[Opening MATERIAL PROVIDED section]
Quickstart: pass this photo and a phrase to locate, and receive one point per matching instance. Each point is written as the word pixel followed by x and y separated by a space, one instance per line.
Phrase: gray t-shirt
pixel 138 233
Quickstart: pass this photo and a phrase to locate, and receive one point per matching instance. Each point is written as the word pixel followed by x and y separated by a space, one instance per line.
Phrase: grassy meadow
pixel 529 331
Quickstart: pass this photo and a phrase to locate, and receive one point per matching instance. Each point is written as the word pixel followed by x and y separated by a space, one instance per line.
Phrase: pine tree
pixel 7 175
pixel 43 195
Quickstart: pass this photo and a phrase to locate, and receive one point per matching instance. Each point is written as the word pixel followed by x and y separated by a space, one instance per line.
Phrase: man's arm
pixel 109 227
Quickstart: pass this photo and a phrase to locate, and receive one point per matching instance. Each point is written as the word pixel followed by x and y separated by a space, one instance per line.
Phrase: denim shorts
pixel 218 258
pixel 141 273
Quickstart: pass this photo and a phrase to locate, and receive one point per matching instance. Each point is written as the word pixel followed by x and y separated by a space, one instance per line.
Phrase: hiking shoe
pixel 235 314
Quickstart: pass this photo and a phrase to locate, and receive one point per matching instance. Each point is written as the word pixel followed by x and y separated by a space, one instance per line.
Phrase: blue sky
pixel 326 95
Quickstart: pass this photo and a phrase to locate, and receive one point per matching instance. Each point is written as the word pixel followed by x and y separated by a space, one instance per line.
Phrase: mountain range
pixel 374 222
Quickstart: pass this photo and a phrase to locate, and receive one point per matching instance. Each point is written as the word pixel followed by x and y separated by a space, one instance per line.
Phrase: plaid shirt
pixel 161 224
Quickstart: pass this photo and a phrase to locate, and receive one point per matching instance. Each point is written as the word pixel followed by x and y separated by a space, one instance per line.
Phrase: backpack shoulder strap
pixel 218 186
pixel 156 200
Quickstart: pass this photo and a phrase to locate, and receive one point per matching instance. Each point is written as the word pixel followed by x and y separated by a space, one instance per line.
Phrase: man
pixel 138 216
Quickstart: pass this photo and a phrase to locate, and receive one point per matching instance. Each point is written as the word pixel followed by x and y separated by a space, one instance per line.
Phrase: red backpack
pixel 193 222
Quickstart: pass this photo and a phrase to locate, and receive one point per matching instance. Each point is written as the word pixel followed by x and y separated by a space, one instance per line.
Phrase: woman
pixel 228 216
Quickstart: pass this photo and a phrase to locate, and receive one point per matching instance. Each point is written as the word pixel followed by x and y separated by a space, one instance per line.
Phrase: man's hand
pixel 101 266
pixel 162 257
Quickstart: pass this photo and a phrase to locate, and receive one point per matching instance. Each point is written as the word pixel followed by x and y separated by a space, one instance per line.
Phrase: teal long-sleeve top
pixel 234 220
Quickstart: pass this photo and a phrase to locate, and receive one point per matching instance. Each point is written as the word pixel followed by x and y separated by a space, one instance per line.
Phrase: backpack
[Closing MATERIAL PROVIDED section]
EXERCISE AIM — Complete, exact output of the records is expected.

FINISHED EXERCISE —
Quickstart: pass this photo and a phrase to locate, and receive one point per matching instance. Each point is written as the word pixel followed by x and y separated by a space, one instance per line.
Phrase: gray t-shirt
pixel 138 233
Quickstart: pass this photo and a phrase to locate, and receive one point per matching instance. Each point is written as the word pixel followed by x and y separated by a space, one instance per line.
Phrase: grassy meadow
pixel 529 331
Quickstart: pass this photo and a phrase to locate, and receive one point per matching instance. Each point is written as the word pixel followed by x and y separated by a space, one instance per line.
Phrase: pine tree
pixel 7 175
pixel 43 195
Quickstart: pass this photo and a phrase to locate, and receive one point per matching instance. Each point is written as the word pixel followed by x and y separated by a space, one instance per line.
Phrase: man's arm
pixel 109 227
Quickstart: pass this photo and a phrase to locate, and receive one point per matching instance. Each point is written as the word pixel followed by x and y separated by a space, one instance per line.
Phrase: denim shorts
pixel 218 258
pixel 141 273
Quickstart: pass this photo and a phrase to locate, and receive one point per matching instance. Each point is written as the word pixel followed by x and y separated by a space, one instance per line.
Phrase: hiking shoe
pixel 235 314
Quickstart: pass this photo and a phrase to locate, and receive one point per matching instance. Each point is written as the word pixel followed by x and y separated by a space, one instance per line.
Phrase: blue sky
pixel 326 95
Quickstart: pass this photo and a phrase to locate, and receive one point per matching instance. Each point is written as the word pixel followed by x and y separated by a space, one instance per line.
Phrase: mountain range
pixel 374 222
Quickstart: pass this photo and a phrase to locate, and receive one point per matching instance. Each point is written as the word pixel followed by x and y separated by a space, one instance per line.
Phrase: plaid shirt
pixel 161 224
Quickstart: pass this photo and a phrase to locate, and receive one point per matching instance. Each point is written as the word pixel followed by x and y separated by a space, one instance per line.
Phrase: backpack shoulder strap
pixel 218 186
pixel 156 200
Quickstart: pass this photo and a phrase to locate, and receive one point per matching instance. Each point is written as the word pixel followed by x and y separated by a space, one instance per line.
Phrase: man
pixel 138 216
Quickstart: pass this photo and a phrase to locate, and receive one point per matching instance. Each point is written as the word pixel followed by x and y separated by a space, one instance per line.
Phrase: red backpack
pixel 193 222
Quickstart: pass this photo and a phrase to locate, and receive one point per matching instance. Each point is written as the word pixel followed by x and y separated by a space, one instance per line.
Phrase: woman
pixel 228 216
Quickstart: pass this photo and a phrase to locate, and receive one point per matching instance. Each point is written as the word pixel followed by x and y separated by a space, one instance per line.
Phrase: man's hand
pixel 101 266
pixel 162 257
Quickstart: pass this photo and a phrase to locate, and receive one point per matching instance. Each point is written as the word pixel followed by x and y separated by a space, one instance per line.
Phrase: teal long-sleeve top
pixel 234 220
Quickstart: pass this photo and a phrase to locate, and receive one point per matching instance. Each point is written as the word pixel followed by x and y separated by a space, one instance per line.
Phrase: backpack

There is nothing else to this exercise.